◆ Extrait de page ◆
Une nouvelle bataille juridique à l'issue incertaine est engagée aux Etats-Unis autour du droit à l'avortement, que certains Etats conservateurs veulent suspendre pendant la pandémie de nouveau coronavirus.

Emmenés par le Texas, plusieurs Etats du sud et du centre du pays, ont inclus les interruptions volontaires de grossesse (IVG) dans la liste des interventions médicales "non urgentes" interdites tant que l'épidémie de Covid-19 sévit.

Dénonçant une instrumentalisation de la crise sanitaire à des fins "idéologiques", les défenseurs du droit à l'avortement ont saisi en urgence les tribunaux pour que les cliniques pratiquant des avortements puissent rester ouvertes.

Lundi soir, trois juges fédéraux leur ont donné raison. Dans des décisions distinctes, ils ont bloqué les décisions du Texas, de l'Ohio et de l'Alabama, en rappelant que la Cour suprême des Etats-Unis avait reconnu en 1973 le droit des femmes à avorter dans le pays.

L'un d'eux a souligné que le temple du Droit américain n'avait jamais mentionné de "clause" suspensive en cas d'urgence sanitaire.

Pour Alexis McGill Johnson de l'organisation Planned Parenthood, ces tribunaux ont envoyé un "message clair" aux Etats conservateurs: "exploiter une pandémie mondiale pour interdire l'avortement est illégal".

Entrées de données collectées
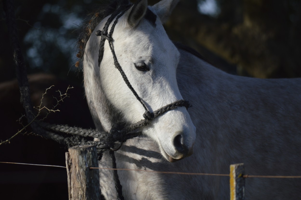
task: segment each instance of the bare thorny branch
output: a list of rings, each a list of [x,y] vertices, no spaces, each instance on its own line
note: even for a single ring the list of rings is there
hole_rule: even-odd
[[[42,94],[42,98],[41,99],[41,103],[40,103],[40,105],[36,107],[34,107],[34,108],[36,109],[37,110],[37,112],[35,115],[34,114],[34,117],[33,120],[31,122],[28,122],[27,124],[26,124],[26,125],[23,125],[21,122],[22,119],[23,118],[26,117],[25,115],[22,115],[22,116],[21,116],[21,117],[19,118],[19,120],[17,121],[19,121],[19,123],[20,124],[22,125],[23,127],[23,128],[21,130],[18,130],[17,132],[15,134],[9,138],[4,141],[2,141],[2,140],[1,140],[1,142],[0,142],[0,145],[2,144],[5,144],[7,143],[10,143],[10,141],[11,140],[20,134],[22,133],[23,132],[26,130],[26,128],[29,126],[35,121],[42,121],[47,118],[47,117],[48,116],[48,115],[51,113],[52,112],[55,112],[60,111],[60,110],[57,109],[57,107],[58,106],[61,105],[60,104],[61,102],[64,102],[64,100],[65,98],[67,97],[69,97],[69,94],[67,93],[67,92],[69,89],[74,88],[73,87],[70,87],[70,85],[67,88],[67,89],[66,90],[66,91],[64,93],[62,93],[59,90],[56,91],[56,92],[59,93],[60,95],[58,97],[57,97],[54,96],[53,97],[53,98],[55,99],[56,100],[56,104],[54,105],[53,105],[52,108],[51,109],[48,108],[45,106],[42,106],[42,104],[43,104],[43,100],[44,99],[44,95],[47,93],[47,91],[48,90],[51,89],[51,88],[54,86],[54,85],[51,85],[50,87],[46,89],[45,91],[45,92],[43,93]],[[46,115],[44,117],[42,117],[41,112],[42,111],[43,111],[45,110],[47,110]],[[40,118],[39,117],[41,117]],[[39,118],[40,118],[39,119]],[[23,133],[23,134],[26,134],[27,133],[27,132],[26,131],[25,133]]]

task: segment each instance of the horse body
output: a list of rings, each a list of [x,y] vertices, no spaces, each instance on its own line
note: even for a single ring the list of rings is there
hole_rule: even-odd
[[[158,8],[169,4],[172,7],[177,1],[162,1],[160,6],[149,8],[163,21],[168,15],[163,13],[164,9]],[[249,174],[299,175],[301,79],[262,79],[228,74],[185,51],[177,50],[163,34],[159,19],[156,21],[157,27],[154,28],[150,28],[151,23],[142,19],[135,31],[113,35],[121,37],[114,38],[113,44],[130,82],[152,110],[182,97],[193,106],[188,113],[183,107],[169,111],[143,129],[144,136],[124,143],[115,153],[117,168],[227,174],[230,164],[243,162]],[[95,30],[100,29],[106,21],[105,19]],[[135,20],[131,21],[131,24],[135,23]],[[121,18],[116,28],[122,29],[118,24],[126,23]],[[139,37],[140,35],[143,36]],[[131,51],[135,47],[126,38],[133,37],[136,42],[140,41],[138,47],[142,47]],[[154,45],[144,43],[146,38]],[[97,66],[99,40],[92,34],[86,47],[85,87],[95,123],[98,128],[108,131],[120,118],[131,123],[140,120],[144,111],[120,75],[114,72],[117,70],[112,66],[112,54],[107,45],[100,67]],[[154,55],[156,52],[159,55]],[[173,66],[178,60],[170,58],[172,55],[176,57],[179,52],[181,56],[175,82],[173,78],[175,77],[175,68]],[[130,65],[128,62],[137,61],[131,60],[128,54],[135,55],[132,57],[138,58],[139,62],[148,62],[154,71],[133,74],[136,72],[126,66]],[[147,75],[149,72],[156,73],[155,69],[159,72],[157,75]],[[113,87],[111,83],[118,85]],[[197,127],[195,134],[193,125]],[[177,159],[189,155],[177,153],[174,145],[176,136],[173,133],[178,131],[182,138],[187,140],[184,144],[181,142],[183,145],[192,146],[195,137],[194,152],[185,159],[169,162],[167,161],[174,161],[171,157]],[[100,166],[107,167],[110,163],[108,154],[105,153]],[[100,173],[102,192],[107,199],[115,199],[111,172],[101,170]],[[133,171],[119,171],[118,174],[126,199],[229,198],[226,177]],[[248,178],[246,199],[299,199],[300,185],[299,179]]]

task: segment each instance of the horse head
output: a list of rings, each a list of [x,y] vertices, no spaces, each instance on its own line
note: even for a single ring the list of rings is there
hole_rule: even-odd
[[[151,112],[183,98],[176,77],[179,53],[162,25],[178,1],[163,0],[148,7],[147,0],[138,0],[118,19],[112,35],[118,62]],[[110,17],[104,17],[91,34],[83,62],[86,94],[92,117],[98,128],[100,122],[107,131],[120,117],[129,123],[140,120],[145,111],[115,67],[107,41],[98,65],[101,37],[95,33],[103,30]],[[109,30],[115,21],[110,24]],[[192,154],[196,129],[184,107],[165,112],[141,130],[157,143],[169,161]]]

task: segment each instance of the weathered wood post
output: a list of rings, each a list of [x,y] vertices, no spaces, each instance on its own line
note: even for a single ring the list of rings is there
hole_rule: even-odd
[[[69,200],[101,199],[97,153],[94,145],[75,146],[66,152]]]
[[[244,200],[245,179],[244,163],[230,165],[230,200]]]

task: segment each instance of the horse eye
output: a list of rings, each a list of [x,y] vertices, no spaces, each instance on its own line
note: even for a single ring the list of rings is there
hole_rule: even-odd
[[[145,63],[134,63],[136,69],[141,71],[148,71],[150,70],[148,66]]]

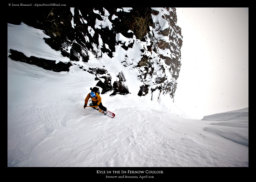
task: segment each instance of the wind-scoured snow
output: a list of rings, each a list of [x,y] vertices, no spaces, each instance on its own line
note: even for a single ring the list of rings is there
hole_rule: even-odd
[[[11,49],[66,62],[42,31],[23,23],[8,29],[8,56]],[[97,81],[78,66],[57,73],[8,57],[8,166],[248,166],[248,108],[196,120],[169,97],[139,97],[138,73],[123,66],[116,50],[111,58],[74,61],[85,69],[104,66],[113,82],[123,72],[131,94],[100,95],[113,118],[84,109]]]

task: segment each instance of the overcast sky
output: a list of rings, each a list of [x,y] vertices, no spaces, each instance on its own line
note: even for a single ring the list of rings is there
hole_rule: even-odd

◆ Travail à faire ◆
**A.** Dites si chacune de ces affirmations concorde avec l'extrait sur le droit à l'avortement, en répondant oui ou non et en citant mot pour mot les termes décisifs du texte.
(i) Le Texas est en tête des États qui ont classé les IVG parmi les interventions non urgentes.
(ii) Les juges fédéraux ont rendu une seule décision commune pour les trois États.
(iii) La Cour suprême a reconnu le droit des femmes à avorter en 1973.
**B.** Répondez brièvement à ces questions d'après l'extrait sur le droit à l'avortement.
(i) Combien de juges fédéraux ont donné raison aux défenseurs du droit à l'avortement ?
(ii) Quels États ont vu leurs décisions bloquées ?
(iii) De quelle organisation fait partie Alexis McGill Johnson ?
**C.** Rédigez la suite de l'extrait sur le droit à l'avortement, à partir de sa dernière phrase.
Les données constituent un matériau distinct de l'extrait.

◆ Réponses dans l'ordre ◆
**A.**
(i) Oui : « Emmenés par le Texas ».
(ii) Non : « Dans des décisions distinctes ».
(iii) Oui : « la Cour suprême des Etats-Unis avait reconnu en 1973 le droit des femmes à avorter dans le pays ».

**B.**
(i) Trois.
(ii) Le Texas, l'Ohio et l'Alabama.
(iii) Planned Parenthood.

**C.**
Mais ce message s'est brouillé mardi, quand une cour d'appel a accordé une victoire d'étape au procureur général du Texas, Ken Paxton.

La décision prise dans le dossier texan "est suspendue provisoirement afin de donner suffisamment de temps à la Cour pour examiner" les arguments des parties, a-t-elle ordonné, permettant ainsi au Texas d'interdire, au moins temporairement, les IVG.

Dans un communiqué, le procureur Paxton a "applaudi" cette décision qui, selon lui, "place les bonnes priorités dans l'attribution des équipements de protection pour les soignants".

- Autres dangers -

Aux Etats-Unis où les contaminations s'accélèrent (plus de 175.000 cas, 3.400 morts), comme dans d'autres pays, les opérations non vitales (pour placer des prothèses ou corriger la vue par exemple) ont été reportées afin de laisser un maximum de lits disponibles pour les malades du covid-19 et de réserver les équipements de protection aux personnels chargés de les soigner.

Les sociétés savantes, dont le collège américain d'obstétrique et de gynécologie, ont toutefois appelé à maintenir l'accès aux IVG. "Nous avons mis en garde sur les conséquences pour les femmes" de les suspendre, relève Skye Perryman, une responsable de ce collège de spécialistes: "ne pas pouvoir avorter peut avoir un impact profond sur leur vie, leur santé et leur bien-être."

Certaines femmes enceintes privées de l'accès à l'avortement vont "voyager dans d'autres Etats au risque de s'exposer ou de propager le coronavirus", d'autres vont "essayer d'avorter pour leurs propres moyens", a craint Alexis McGill Johnson, dans une conférence de presse organisée par visio-conférence.

"Nous savons tous que les grossesses ne s'arrêtent pas à cause de la crise sanitaire", a renchéri Jennifer Dalven de la puissante organisation de défense des droits civiques ACLU.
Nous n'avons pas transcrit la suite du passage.